Assignment:
Reproduce each entry exactly.

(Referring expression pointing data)

########

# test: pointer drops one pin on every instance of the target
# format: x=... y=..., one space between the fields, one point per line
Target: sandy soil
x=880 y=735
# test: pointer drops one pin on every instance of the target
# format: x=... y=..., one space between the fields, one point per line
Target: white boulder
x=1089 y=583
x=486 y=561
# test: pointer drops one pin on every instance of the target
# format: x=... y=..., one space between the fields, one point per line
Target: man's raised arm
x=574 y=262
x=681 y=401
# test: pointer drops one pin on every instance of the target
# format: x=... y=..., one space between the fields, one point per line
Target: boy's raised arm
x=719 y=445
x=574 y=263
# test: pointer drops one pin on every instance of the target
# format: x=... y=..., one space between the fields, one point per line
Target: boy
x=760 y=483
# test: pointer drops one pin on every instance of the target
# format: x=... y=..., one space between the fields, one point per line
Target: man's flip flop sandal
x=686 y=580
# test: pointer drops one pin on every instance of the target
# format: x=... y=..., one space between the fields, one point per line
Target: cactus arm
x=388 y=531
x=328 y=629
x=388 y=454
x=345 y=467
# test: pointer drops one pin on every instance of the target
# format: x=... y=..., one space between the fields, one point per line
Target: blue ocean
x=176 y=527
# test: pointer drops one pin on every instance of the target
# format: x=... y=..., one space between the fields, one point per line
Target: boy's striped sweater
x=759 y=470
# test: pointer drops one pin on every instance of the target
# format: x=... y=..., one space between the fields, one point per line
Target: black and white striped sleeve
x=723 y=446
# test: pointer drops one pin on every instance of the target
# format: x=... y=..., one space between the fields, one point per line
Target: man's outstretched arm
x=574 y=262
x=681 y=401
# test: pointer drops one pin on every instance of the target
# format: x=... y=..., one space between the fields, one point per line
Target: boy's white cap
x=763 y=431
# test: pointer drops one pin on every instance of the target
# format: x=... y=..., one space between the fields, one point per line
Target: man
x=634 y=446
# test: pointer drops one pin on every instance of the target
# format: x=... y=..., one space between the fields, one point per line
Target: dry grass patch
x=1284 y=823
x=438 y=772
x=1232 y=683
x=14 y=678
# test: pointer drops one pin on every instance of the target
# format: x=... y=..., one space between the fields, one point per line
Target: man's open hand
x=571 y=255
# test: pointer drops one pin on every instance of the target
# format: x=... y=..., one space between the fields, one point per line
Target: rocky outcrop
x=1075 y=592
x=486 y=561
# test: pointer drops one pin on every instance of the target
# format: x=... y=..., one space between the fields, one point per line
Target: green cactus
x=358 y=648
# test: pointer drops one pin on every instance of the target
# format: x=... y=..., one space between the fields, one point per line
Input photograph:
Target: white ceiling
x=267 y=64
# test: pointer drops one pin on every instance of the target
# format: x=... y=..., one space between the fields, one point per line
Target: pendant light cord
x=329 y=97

########

Exercise answer:
# test: pointer drops one pin on every instance of the target
# format: x=... y=..., one space between the fields, one point per line
Target: sandy soil
x=880 y=735
# test: pointer drops one pin on every instance of the target
# format: x=... y=..., one space between the fields, one point per line
Target: white boulder
x=1089 y=583
x=486 y=561
# test: pointer drops one pin on every instance of the target
# format: x=... y=..., one space between the fields, one point per line
Target: man's raised arm
x=574 y=262
x=681 y=401
# test: pointer drops one pin on every instance of the target
# format: x=... y=..., one space between the fields, one point per line
Target: boy's raised arm
x=719 y=445
x=574 y=263
# test: pointer drops one pin on every instance of the target
# format: x=... y=..., one space between the fields, one point per line
Target: boy
x=760 y=483
# test: pointer drops one pin on every instance of the target
# format: x=... y=..., one space between the fields, one point per line
Target: man's flip flop sandal
x=686 y=580
# test: pointer drops one pin on every instance of the target
# format: x=... y=..., one space between the fields, one point per line
Target: cactus arm
x=388 y=531
x=328 y=629
x=388 y=454
x=345 y=467
# test: pointer drops one pin on every instance of the target
# format: x=... y=..., one space between the fields, one point per line
Target: blue ocean
x=176 y=527
# test: pointer drops one pin on every instance of the target
# format: x=... y=..., one space between the fields, one point per line
Target: boy's striped sweater
x=759 y=470
# test: pointer drops one pin on every instance of the target
# format: x=... y=..., one space between the fields, one point per line
Target: black and white striped sleeve
x=723 y=446
# test: pointer drops one pin on every instance of the target
# format: x=... y=..., one space between the fields, one point per line
Target: man's outstretched arm
x=574 y=262
x=681 y=401
# test: pointer drops one pin on every instance of the target
# format: x=... y=..., one space between the fields, one point per line
Target: boy's white cap
x=763 y=431
# test: pointer drops one pin on every instance of the target
# format: x=... y=..., one space between the fields, one point per line
Target: man
x=634 y=446
# test: pointer drops one pin on every instance of the target
# format: x=... y=..., one space between the fields, one point per line
Target: dry grass patch
x=1284 y=823
x=438 y=772
x=1232 y=683
x=14 y=678
# test: pointer drops one pin on every instance of the target
# format: x=... y=..., one space between the fields, one point per line
Target: man's open hand
x=571 y=255
# test: pointer drops one pin on every instance of the target
# format: x=... y=..., one space between the fields, one point per line
Target: rocky outcrop
x=1075 y=592
x=486 y=561
# test: pointer drops one pin on every instance of the target
# format: x=... y=..., one space between the fields, one point per line
Target: green cactus
x=358 y=648
# test: pointer drops one pin on every instance of the target
# format: x=... y=..., one space between the fields, one point per line
Input photograph:
Target: white ceiling
x=267 y=64
# test: pointer drops one pin on every instance of the target
# format: x=... y=..., one space between the fields, one point per line
Target: pendant light cord
x=329 y=97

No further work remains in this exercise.